**Given request:** Duplicate every one of the items below, reproducing each line verbatim.

Some items:
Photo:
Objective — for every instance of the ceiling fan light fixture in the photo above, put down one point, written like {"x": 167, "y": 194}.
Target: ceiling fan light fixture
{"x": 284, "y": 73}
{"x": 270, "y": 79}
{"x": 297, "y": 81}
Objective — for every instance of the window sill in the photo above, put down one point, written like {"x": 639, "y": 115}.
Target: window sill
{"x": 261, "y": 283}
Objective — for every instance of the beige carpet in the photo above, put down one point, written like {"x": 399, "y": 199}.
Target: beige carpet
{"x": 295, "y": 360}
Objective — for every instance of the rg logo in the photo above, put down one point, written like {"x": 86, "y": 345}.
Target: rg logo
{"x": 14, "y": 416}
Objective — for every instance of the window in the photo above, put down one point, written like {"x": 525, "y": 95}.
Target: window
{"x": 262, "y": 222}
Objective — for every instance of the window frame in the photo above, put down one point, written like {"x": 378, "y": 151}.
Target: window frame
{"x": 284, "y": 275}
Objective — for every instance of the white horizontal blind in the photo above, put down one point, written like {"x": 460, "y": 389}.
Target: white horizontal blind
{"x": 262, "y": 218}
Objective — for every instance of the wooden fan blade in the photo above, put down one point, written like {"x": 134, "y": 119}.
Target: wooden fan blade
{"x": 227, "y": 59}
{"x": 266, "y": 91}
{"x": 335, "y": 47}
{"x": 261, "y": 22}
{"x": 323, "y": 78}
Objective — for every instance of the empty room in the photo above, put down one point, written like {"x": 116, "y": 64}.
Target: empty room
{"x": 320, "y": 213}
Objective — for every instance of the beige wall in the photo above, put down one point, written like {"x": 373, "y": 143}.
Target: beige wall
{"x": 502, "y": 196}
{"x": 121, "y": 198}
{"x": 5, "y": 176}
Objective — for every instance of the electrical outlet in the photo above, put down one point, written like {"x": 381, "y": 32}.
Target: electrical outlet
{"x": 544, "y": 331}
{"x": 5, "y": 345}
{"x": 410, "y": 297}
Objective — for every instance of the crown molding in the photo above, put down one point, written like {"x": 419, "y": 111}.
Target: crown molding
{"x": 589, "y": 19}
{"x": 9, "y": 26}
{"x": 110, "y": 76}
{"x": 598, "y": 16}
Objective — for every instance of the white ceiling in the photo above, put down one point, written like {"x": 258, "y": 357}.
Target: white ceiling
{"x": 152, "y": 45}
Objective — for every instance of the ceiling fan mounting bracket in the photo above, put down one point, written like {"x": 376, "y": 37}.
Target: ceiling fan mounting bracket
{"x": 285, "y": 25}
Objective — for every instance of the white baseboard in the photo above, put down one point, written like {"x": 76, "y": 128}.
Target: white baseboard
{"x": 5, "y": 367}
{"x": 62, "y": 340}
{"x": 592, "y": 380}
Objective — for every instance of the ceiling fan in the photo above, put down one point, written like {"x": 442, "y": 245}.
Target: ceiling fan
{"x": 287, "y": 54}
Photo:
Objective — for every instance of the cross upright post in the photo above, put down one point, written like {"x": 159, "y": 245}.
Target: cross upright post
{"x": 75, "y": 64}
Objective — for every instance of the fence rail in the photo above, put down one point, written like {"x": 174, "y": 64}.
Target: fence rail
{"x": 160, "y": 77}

**Solved problem:**
Photo:
Objective — for every instance of the ceiling fan light fixture in the photo above, put down one point, written like {"x": 167, "y": 194}.
Target: ceiling fan light fixture
{"x": 284, "y": 73}
{"x": 270, "y": 79}
{"x": 297, "y": 81}
Objective — for every instance of the window sill in the photo above, put down one point, written like {"x": 639, "y": 115}.
Target: window sill
{"x": 261, "y": 283}
Objective — for every instance of the beige carpet in the photo above, put down one point, written like {"x": 399, "y": 199}.
Target: beige carpet
{"x": 295, "y": 360}
Objective — for every instance of the rg logo in the photo above, put down one point, written like {"x": 86, "y": 345}.
Target: rg logo
{"x": 14, "y": 416}
Objective — for every instance of the window in the photo above, put down one point, written like {"x": 525, "y": 95}.
Target: window
{"x": 262, "y": 222}
Objective — for every instance of the window frame in the photo above, put down one point, written like {"x": 378, "y": 151}.
Target: window frame
{"x": 284, "y": 275}
Objective — for every instance of the white horizontal blind in the photo above, put down one point, written like {"x": 460, "y": 389}.
Target: white horizontal blind
{"x": 262, "y": 218}
Objective — for every instance of the wooden fan blade in the photo above, put down one point, written like {"x": 134, "y": 119}.
Target: wooden fan blade
{"x": 227, "y": 59}
{"x": 266, "y": 91}
{"x": 335, "y": 47}
{"x": 261, "y": 22}
{"x": 323, "y": 78}
Objective — for every instance of the empty room in the photo above, put down one point, written like {"x": 116, "y": 64}.
Target: empty room
{"x": 320, "y": 213}
Objective — for every instance of the beige wall in the photo above, put down one point, written like {"x": 373, "y": 143}.
Target: beige wall
{"x": 502, "y": 196}
{"x": 121, "y": 198}
{"x": 5, "y": 176}
Objective — for every instance of the electrical outlet in the photo above, put down one point, written like {"x": 381, "y": 32}.
Target: electrical outlet
{"x": 544, "y": 331}
{"x": 5, "y": 345}
{"x": 410, "y": 297}
Objective — for every instance of the crown molding in the photo above, put down one point, written like {"x": 419, "y": 111}.
Target: crown molding
{"x": 589, "y": 19}
{"x": 9, "y": 26}
{"x": 110, "y": 76}
{"x": 598, "y": 16}
Objective — for every instance of the white ceiling in the photo above, put down one point, written like {"x": 258, "y": 357}.
Target: white ceiling
{"x": 152, "y": 45}
Objective — for every instance of the ceiling fan mounting bracket in the photo above, put down one point, written like {"x": 376, "y": 37}.
Target: ceiling fan mounting bracket
{"x": 285, "y": 25}
Objective — for every instance of the white baseboard in the photo above, put down one point, written like {"x": 76, "y": 128}.
Target: white baseboard
{"x": 5, "y": 367}
{"x": 62, "y": 340}
{"x": 592, "y": 380}
Objective — for every instance of the ceiling fan in the photo above, put down one point, written like {"x": 442, "y": 245}.
Target: ceiling fan
{"x": 287, "y": 54}
Photo:
Objective — for every instance of the cross upright post in the photo above, put down one point, written like {"x": 159, "y": 245}.
Target: cross upright post
{"x": 75, "y": 64}
Objective — for every instance of the fence rail in the photo above, put down one point, written like {"x": 174, "y": 64}.
Target: fence rail
{"x": 160, "y": 77}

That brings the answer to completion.